Work request: Repeat all the data that appears below, keeping it exact.
____________
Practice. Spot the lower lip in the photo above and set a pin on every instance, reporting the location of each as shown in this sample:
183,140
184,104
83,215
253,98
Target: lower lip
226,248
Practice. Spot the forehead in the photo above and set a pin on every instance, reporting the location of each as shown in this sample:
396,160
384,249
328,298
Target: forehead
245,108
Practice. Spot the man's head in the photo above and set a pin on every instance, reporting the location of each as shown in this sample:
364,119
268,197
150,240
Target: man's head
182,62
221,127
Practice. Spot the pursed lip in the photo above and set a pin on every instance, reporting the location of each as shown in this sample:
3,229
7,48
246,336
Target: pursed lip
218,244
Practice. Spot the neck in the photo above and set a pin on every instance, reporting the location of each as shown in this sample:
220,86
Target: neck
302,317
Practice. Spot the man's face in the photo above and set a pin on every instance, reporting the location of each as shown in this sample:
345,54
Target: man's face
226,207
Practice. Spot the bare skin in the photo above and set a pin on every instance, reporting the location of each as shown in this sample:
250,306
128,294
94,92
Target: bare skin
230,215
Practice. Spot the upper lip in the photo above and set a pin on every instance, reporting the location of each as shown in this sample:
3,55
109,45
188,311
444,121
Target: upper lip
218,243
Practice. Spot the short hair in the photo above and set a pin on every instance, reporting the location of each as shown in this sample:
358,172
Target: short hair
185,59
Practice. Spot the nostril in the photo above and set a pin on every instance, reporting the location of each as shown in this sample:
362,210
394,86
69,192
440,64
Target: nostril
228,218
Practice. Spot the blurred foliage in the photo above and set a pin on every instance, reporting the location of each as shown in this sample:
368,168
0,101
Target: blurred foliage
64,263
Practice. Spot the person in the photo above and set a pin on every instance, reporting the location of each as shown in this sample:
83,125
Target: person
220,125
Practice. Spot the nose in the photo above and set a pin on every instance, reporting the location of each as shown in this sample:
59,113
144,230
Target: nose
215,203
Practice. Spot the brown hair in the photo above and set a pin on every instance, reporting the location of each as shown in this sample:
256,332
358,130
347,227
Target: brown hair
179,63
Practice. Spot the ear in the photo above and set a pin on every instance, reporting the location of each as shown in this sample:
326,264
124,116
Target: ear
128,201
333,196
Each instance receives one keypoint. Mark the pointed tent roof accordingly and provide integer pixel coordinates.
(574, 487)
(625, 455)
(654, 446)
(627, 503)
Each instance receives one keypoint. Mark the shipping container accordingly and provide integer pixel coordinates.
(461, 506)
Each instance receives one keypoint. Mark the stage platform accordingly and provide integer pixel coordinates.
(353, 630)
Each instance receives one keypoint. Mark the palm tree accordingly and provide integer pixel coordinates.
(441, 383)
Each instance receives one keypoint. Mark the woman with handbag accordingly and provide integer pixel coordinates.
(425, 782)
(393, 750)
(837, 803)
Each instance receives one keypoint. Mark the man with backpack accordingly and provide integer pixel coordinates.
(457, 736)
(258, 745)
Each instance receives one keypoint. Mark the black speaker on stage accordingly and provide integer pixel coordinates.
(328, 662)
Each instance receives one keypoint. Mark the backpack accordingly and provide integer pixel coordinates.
____________
Output below:
Practice. Spot the lower lip in the photo above and set a pin on every instance, reporting the location of each as shown in this sample:
183,140
184,104
83,215
253,98
Target: lower lip
226,248
Practice. Spot the forehead in the photo above and set a pin on every instance, reporting the location of each as shown in this sample:
396,160
384,249
328,298
Target: forehead
245,108
Practice. Spot the man's head in the photo above and set a pin on every instance, reporting the location of each as shown in this sample:
364,119
268,197
150,240
Target: man's head
182,62
221,127
Practice. Spot the pursed lip in the photo above and set a pin on every instance, reporting the location of each as shown in this sample:
3,229
7,48
246,336
Target: pursed lip
218,244
Practice. Spot the neck in the photo above and set a pin on every instance, reporting the location of each as shown in this sample:
220,86
Target: neck
302,317
Practice. Spot the man's face in the photo above and set a pin on every instance, reporting the location of each as shown in this sample:
345,54
Target: man's face
226,207
Practice. Spot the bare skin in the photo above and set a pin on every instance, reporting the location of each as shown in this sample:
250,306
128,294
94,92
Target: bare skin
230,215
Practice. Spot the upper lip in the photo above and set a pin on every instance, reporting the location of each as shown in this sample:
3,55
109,45
188,311
444,121
Target: upper lip
218,243
Practice. Spot the short hair in the photo above and set a pin on every instance, reporting the location of each as shown in this sample:
358,172
Target: short hair
185,59
Practice. Spot the nostril in the photo above and set a pin on every instance, reporting the location of each as shown in this sample:
362,210
394,86
69,192
440,64
Target: nostril
228,218
Practice. Spot the blurred foliage in the photo above and set a pin on every instance, reporting the location of each as shown in this sample:
368,168
0,101
Target: blurred foliage
64,263
Practice. Spot the person in the photo above and set a pin on every instance, reporting the location of each as shown in this sample:
83,125
Target: person
220,125
Practice. Spot the nose in the photo above and set a pin on every instance, reporting the location of each as shown in this sample:
59,113
144,230
Target: nose
215,203
Practice. Spot the brown hair in the photo above and set a pin on every instance, reporting the location of each as shown in this sample:
256,332
358,130
347,227
Target: brown hair
179,63
Practice. Spot the ear in the photo above and set a pin on every instance, reporting the location of each as shown in this sample:
326,264
124,116
Target: ear
128,201
333,196
Each instance receives one keypoint. Mark the pointed tent roof accordingly and provide integer pixel coordinates.
(574, 487)
(625, 455)
(654, 446)
(627, 503)
Each instance receives one keypoint. Mark the shipping container accordingly and provide integer pixel coordinates.
(461, 506)
Each instance receives one keypoint. Mark the stage platform accordingly and provide integer pixel coordinates.
(353, 630)
Each instance receives one keypoint. Mark the palm tree accordingly and provide integer pixel coordinates.
(441, 383)
Each instance receives one keypoint. Mark the woman with handbag accordingly and provide integer pixel coordinates.
(425, 782)
(393, 750)
(837, 803)
Each instance receives one keypoint. Mark the man with backpack accordingly and provide integer pixel coordinates.
(457, 736)
(258, 745)
Each instance receives one keypoint. Mark the black speaker on stage accordingly and provide integer pixel coordinates.
(328, 662)
Each instance receives one keypoint. Mark the backpack accordingly and provide integer pixel coordinates.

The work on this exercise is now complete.